● WHAT IS REQUIRED
Could you copy out the whole listing below word for word, leaving out the pictures?

==========

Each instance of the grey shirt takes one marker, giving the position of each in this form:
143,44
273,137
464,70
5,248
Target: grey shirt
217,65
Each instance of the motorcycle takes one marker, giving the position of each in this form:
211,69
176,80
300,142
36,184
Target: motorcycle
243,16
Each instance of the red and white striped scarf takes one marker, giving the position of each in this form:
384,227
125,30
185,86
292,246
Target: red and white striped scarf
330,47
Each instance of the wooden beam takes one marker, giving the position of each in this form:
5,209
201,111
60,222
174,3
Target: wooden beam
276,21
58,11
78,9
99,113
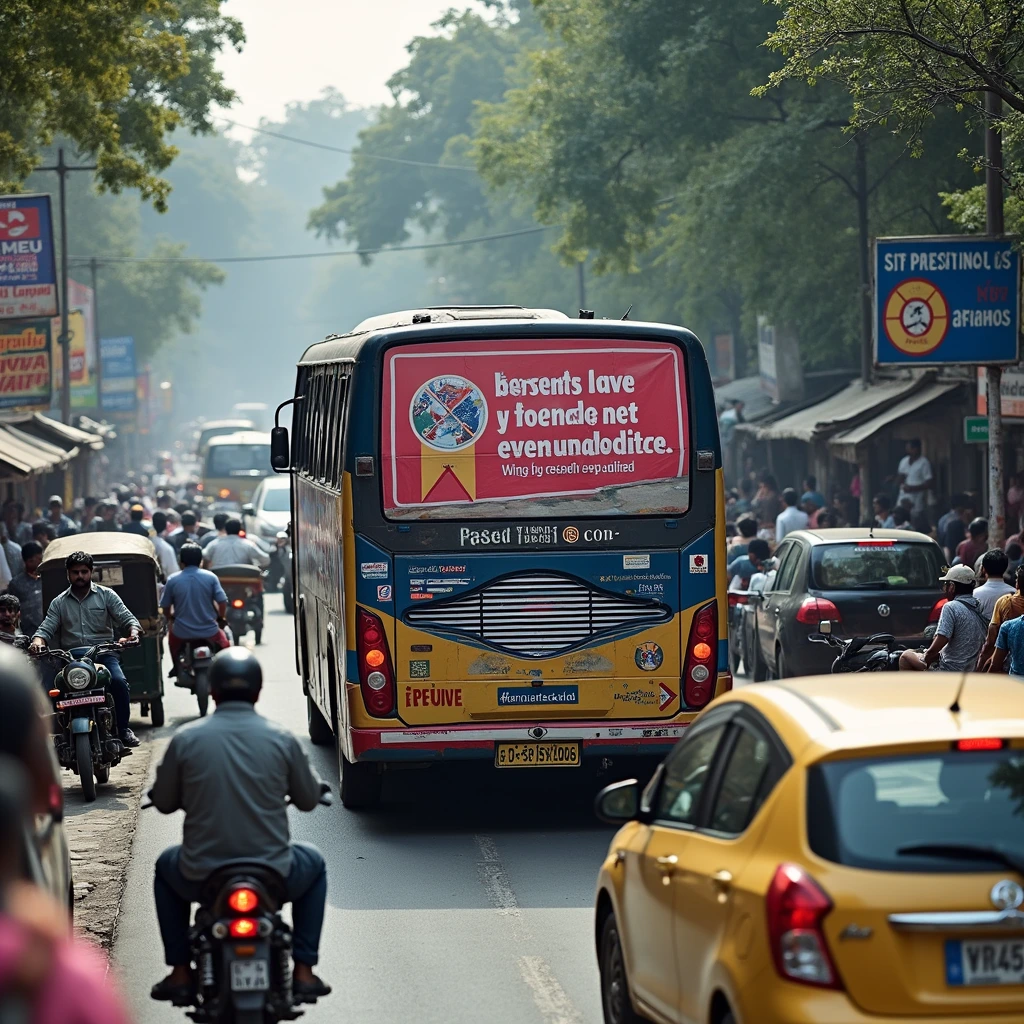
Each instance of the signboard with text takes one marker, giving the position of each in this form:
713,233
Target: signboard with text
28,260
117,356
476,422
946,300
26,370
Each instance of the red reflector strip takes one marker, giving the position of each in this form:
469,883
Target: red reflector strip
981,743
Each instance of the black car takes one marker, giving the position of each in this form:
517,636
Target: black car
881,581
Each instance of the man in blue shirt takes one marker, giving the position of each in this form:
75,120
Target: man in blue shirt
195,604
1010,645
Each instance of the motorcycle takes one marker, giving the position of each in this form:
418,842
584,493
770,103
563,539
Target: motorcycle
85,739
194,667
244,587
878,652
242,947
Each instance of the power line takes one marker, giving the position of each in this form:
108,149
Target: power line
317,255
338,148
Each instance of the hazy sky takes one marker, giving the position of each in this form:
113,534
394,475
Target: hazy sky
294,48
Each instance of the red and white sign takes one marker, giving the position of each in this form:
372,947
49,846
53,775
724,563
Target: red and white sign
496,421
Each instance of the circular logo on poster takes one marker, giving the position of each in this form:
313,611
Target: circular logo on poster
449,413
916,316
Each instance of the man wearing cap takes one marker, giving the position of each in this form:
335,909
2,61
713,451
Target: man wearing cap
134,524
65,525
962,629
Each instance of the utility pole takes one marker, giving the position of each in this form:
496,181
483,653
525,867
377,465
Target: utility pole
62,170
993,375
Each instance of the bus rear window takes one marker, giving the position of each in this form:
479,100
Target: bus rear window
546,428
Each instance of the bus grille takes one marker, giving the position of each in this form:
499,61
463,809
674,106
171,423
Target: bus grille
537,614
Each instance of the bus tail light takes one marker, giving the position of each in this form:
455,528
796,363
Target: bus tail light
701,657
376,674
817,609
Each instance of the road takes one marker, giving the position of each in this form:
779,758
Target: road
466,897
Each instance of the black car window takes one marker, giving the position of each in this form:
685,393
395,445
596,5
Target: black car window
787,567
742,788
686,772
896,564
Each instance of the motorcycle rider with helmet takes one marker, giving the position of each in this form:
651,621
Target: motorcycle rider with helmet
231,773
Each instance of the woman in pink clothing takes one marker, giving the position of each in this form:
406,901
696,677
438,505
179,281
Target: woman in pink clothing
46,975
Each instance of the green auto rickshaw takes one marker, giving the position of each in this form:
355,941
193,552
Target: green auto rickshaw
127,564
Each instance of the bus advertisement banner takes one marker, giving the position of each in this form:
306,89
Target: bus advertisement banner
479,422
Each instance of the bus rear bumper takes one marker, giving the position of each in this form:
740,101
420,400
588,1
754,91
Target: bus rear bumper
476,741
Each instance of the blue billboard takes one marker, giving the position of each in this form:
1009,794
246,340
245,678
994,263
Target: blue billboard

==========

● EXERCISE OUTPUT
Each instance of the grey shirt takes one marker, giving the position of each in this form:
143,44
273,137
464,70
5,248
Target: grey shirt
217,65
Each instance of the motorcycle takes one marker, giving the position of each in this form:
211,69
176,80
300,142
36,184
Target: motorcycle
243,16
Each instance of the red and white striped scarf takes one marker, giving the position of each in this form:
384,227
125,30
185,86
292,246
Target: red and white striped scarf
330,47
Each instance of the wooden beam takes one marker, giving the position of each in this form:
5,209
201,111
60,222
174,3
Target: wooden beam
276,21
58,11
78,9
99,113
Each instance of the signboard with text takes one marker, giving the position of each in this form:
713,233
Target: signboard with text
28,260
117,356
476,422
946,300
26,370
Each instance of the red reflector strip takes one marker, giving the position of each in this form:
469,883
Target: red reflector strip
981,743
Each instance of the black car takes one marker, giving the position of each in this form:
517,636
Target: black car
881,581
Each instance of the man in blue shirt takes one marker, giving the position of each in this form:
75,120
Target: man in blue shirt
195,604
1010,645
Each instance of the motorcycle takes one marker, giving the position of each in this form:
418,842
584,493
770,103
563,539
Target: motorcycle
85,739
194,667
244,587
878,652
242,947
Each instance of the power line takes one marker, giving the position of each in this form:
108,149
Target: power line
317,255
338,148
Each instance of the hazy sky takes one marker, giving the position of each in this form:
113,534
394,475
Target: hazy sky
294,48
Each instance of the red and white sign takes one marker, giving the position of each in this form:
372,947
49,846
53,775
724,563
Target: red and white sign
496,421
Each instance of the circular logo on poster takes one marker, giving the position of each in this form:
313,611
Target: circular logo on poster
449,413
916,316
Each instance of the man wearing cap takes one marker, giving the position of each in this form:
335,909
2,61
713,451
Target: man wearing cap
134,524
65,525
962,629
Each instance of the utility pole takes one marker, giving the position of each in this form:
496,181
483,653
525,867
377,465
Target: utility pole
62,170
993,375
Each instance of the bus rear window takes one marker, giving the position of each in this form:
479,100
Target: bus rear window
546,428
Each instance of the bus grille takes one marker, giving the position of each in this form:
499,61
463,809
674,106
171,423
Target: bus grille
537,614
Each instance of the bus tail light takes one marker, giving the position of each in this form:
455,528
796,363
Target: bus tail light
701,657
376,674
817,609
Each instance of the road takes one marker, giving the position of each in this form:
779,758
Target: road
466,897
Each instance of the black car window takes one marker, giving the position of each in this form:
685,393
395,445
596,5
Target: black car window
787,567
742,788
686,772
896,564
Each instance of the motorcycle rider with helmet takes one marker, giving the position of each in this form:
651,621
Target: motorcycle rider with helmet
231,773
Each instance of the woman in pink clothing takes one marker, giving the position of each in this form:
406,901
696,677
438,505
179,281
Target: woman in pink clothing
46,975
Each instance of the green auto rickshaw takes one marker, giving the position of each in this form:
355,941
193,552
Target: green auto rickshaw
127,564
Each instance of the bus advertisement banner takes one marker, giving the position of each in this form:
306,89
Target: bus advertisement banner
479,422
Each instance of the bus rear bumper takes one marker, giving the position of each in this form:
740,101
420,400
588,1
754,91
Target: bus rear bumper
476,741
Each instance of the blue billboard takes one marker, giving the position of each in this form:
1009,794
246,340
245,678
994,263
Target: blue billboard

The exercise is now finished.